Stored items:
******************************

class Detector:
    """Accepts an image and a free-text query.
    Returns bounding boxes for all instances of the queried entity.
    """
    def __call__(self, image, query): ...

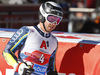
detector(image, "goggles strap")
[43,23,48,32]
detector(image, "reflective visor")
[47,15,61,25]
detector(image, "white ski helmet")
[39,1,63,25]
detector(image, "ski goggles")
[47,15,62,25]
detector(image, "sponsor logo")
[33,64,47,75]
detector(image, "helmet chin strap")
[43,23,48,32]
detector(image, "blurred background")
[0,0,100,34]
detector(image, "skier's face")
[44,21,56,32]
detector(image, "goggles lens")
[47,15,61,25]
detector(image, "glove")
[15,63,34,75]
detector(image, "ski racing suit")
[3,25,58,75]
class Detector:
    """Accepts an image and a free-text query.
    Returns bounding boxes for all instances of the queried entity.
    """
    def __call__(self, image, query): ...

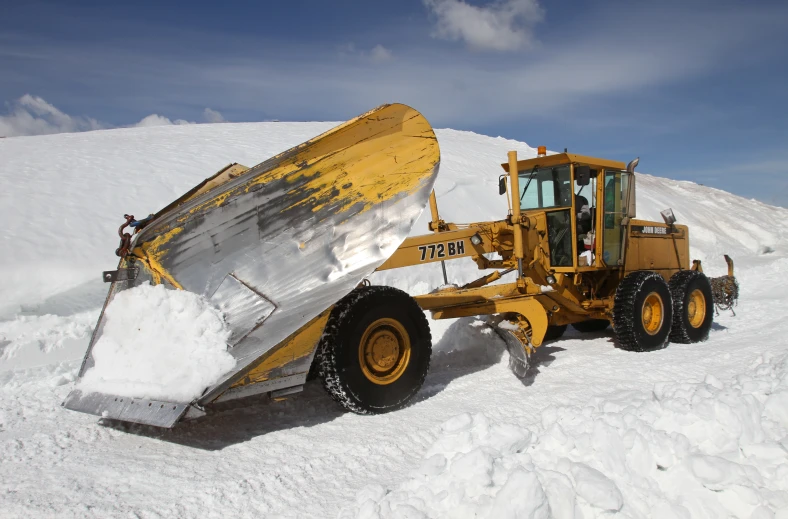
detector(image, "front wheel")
[318,286,432,414]
[613,270,673,351]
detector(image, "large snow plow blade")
[64,104,440,427]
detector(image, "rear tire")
[572,319,610,333]
[318,286,432,414]
[613,270,673,351]
[669,270,714,344]
[543,324,566,341]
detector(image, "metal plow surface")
[64,104,440,427]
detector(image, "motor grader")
[64,104,732,427]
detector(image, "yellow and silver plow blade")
[64,104,440,427]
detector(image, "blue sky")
[0,0,788,206]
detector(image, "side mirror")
[659,208,676,225]
[575,166,591,186]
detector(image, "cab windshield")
[518,164,572,211]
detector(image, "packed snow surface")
[0,123,788,519]
[77,283,235,403]
[344,355,788,519]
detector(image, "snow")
[0,123,788,518]
[345,354,788,518]
[77,283,235,403]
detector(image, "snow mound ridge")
[348,355,788,519]
[77,283,235,403]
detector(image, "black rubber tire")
[613,270,673,351]
[544,324,566,341]
[668,270,714,344]
[572,319,610,333]
[317,286,432,414]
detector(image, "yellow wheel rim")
[642,292,665,335]
[687,288,706,328]
[358,318,411,385]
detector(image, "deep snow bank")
[77,283,235,402]
[0,123,788,319]
[343,355,788,519]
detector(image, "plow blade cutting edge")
[63,104,440,427]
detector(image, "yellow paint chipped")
[232,306,334,387]
[132,227,183,290]
[239,104,440,216]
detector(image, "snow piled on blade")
[77,283,235,403]
[348,355,788,519]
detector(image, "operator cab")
[501,147,635,272]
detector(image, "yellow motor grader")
[64,104,733,427]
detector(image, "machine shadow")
[520,346,566,387]
[100,380,346,451]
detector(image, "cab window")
[519,165,572,211]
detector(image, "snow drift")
[345,355,788,519]
[77,283,235,403]
[0,123,788,518]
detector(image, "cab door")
[601,170,633,267]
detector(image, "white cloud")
[424,0,544,51]
[130,114,194,128]
[0,94,106,137]
[202,108,227,123]
[369,45,391,63]
[338,42,394,63]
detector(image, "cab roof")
[501,153,627,172]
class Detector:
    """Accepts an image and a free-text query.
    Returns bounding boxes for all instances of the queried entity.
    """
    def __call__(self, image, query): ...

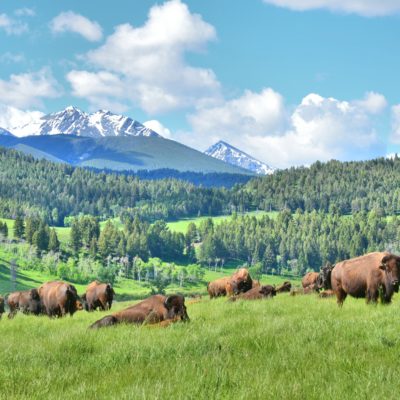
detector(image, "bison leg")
[336,289,347,307]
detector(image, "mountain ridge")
[204,140,276,175]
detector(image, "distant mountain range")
[5,106,160,137]
[204,140,275,175]
[0,106,274,175]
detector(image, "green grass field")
[167,211,279,233]
[0,294,400,400]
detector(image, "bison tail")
[89,315,119,329]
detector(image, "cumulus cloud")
[143,119,171,138]
[189,89,388,167]
[263,0,400,17]
[14,7,36,17]
[0,14,28,35]
[67,0,220,113]
[0,103,44,133]
[0,68,61,108]
[50,11,103,42]
[390,104,400,144]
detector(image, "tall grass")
[0,294,400,399]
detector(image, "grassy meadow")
[0,294,400,400]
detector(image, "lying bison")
[230,285,276,301]
[276,281,292,293]
[331,252,400,306]
[7,289,42,318]
[90,294,189,329]
[0,296,5,319]
[82,281,115,311]
[301,272,319,291]
[39,281,83,317]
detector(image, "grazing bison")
[301,272,319,290]
[90,294,189,329]
[207,277,233,299]
[7,289,42,318]
[317,262,334,290]
[276,281,292,293]
[39,281,83,317]
[230,285,276,301]
[230,268,253,294]
[0,296,5,319]
[82,281,115,311]
[318,289,335,299]
[331,252,400,306]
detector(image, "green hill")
[0,135,252,175]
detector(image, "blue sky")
[0,0,400,167]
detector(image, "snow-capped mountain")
[204,140,275,175]
[5,106,160,137]
[0,128,13,136]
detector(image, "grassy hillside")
[0,135,252,175]
[0,294,400,400]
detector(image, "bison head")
[260,285,276,297]
[317,261,334,290]
[164,295,189,321]
[379,254,400,293]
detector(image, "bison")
[90,294,189,329]
[230,285,276,301]
[82,281,115,311]
[317,262,334,290]
[0,296,5,319]
[7,289,42,318]
[331,252,400,306]
[301,272,319,290]
[319,289,335,299]
[207,277,231,299]
[39,281,83,317]
[276,281,292,293]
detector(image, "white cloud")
[0,14,28,35]
[67,0,220,113]
[14,7,36,17]
[390,104,400,144]
[143,119,171,138]
[263,0,400,17]
[189,89,388,167]
[189,88,285,136]
[0,68,61,108]
[0,104,44,133]
[50,11,103,42]
[0,51,25,64]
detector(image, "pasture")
[0,293,400,399]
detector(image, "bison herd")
[0,252,400,329]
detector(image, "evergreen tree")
[14,213,25,239]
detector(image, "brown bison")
[90,294,189,329]
[0,296,5,319]
[301,272,319,290]
[230,285,276,301]
[207,268,253,299]
[318,289,335,299]
[207,277,233,299]
[7,289,42,318]
[230,268,253,294]
[317,262,334,290]
[331,252,400,306]
[82,281,115,311]
[39,281,83,317]
[276,281,292,293]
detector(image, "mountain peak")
[5,106,160,137]
[204,140,275,175]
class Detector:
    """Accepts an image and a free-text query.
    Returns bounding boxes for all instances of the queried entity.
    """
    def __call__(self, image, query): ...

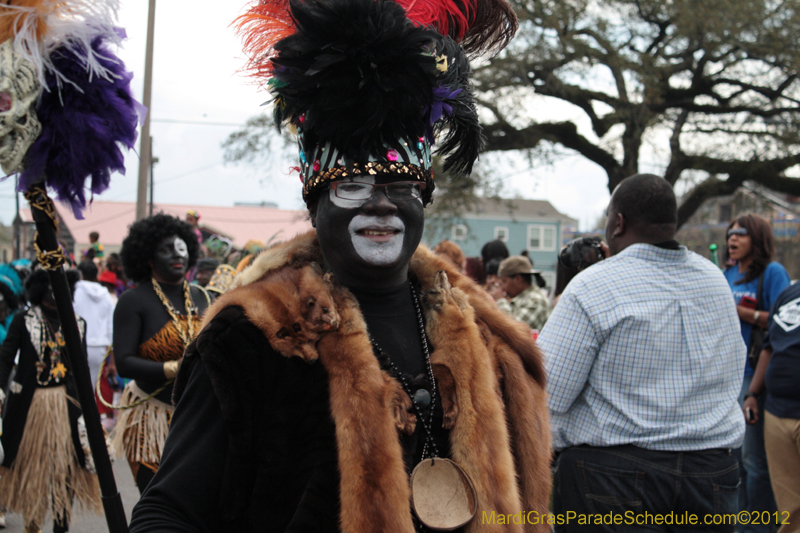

******************************

__Given exercise__
Can you repeat every line of the entries from the very beginning through the line containing "[0,0,100,34]", inclusive, while leaving the pictures out?

__Answer to the task__
class Detector:
    """Accepts an image and a free-text query.
    Returns bounding boxes for all instances of the queried entity.
    """
    def __call__(self, image, query): ...

detector(image, "goggles strap")
[43,23,48,32]
detector(image, "reflective visor")
[47,15,61,25]
detector(image, "white ski helmet")
[39,1,63,25]
detector(image, "ski goggles")
[47,15,62,25]
detector(image, "sponsor logo")
[33,64,47,75]
detector(image, "helmet chin strap")
[43,23,48,32]
detector(image, "blurred background")
[0,0,100,34]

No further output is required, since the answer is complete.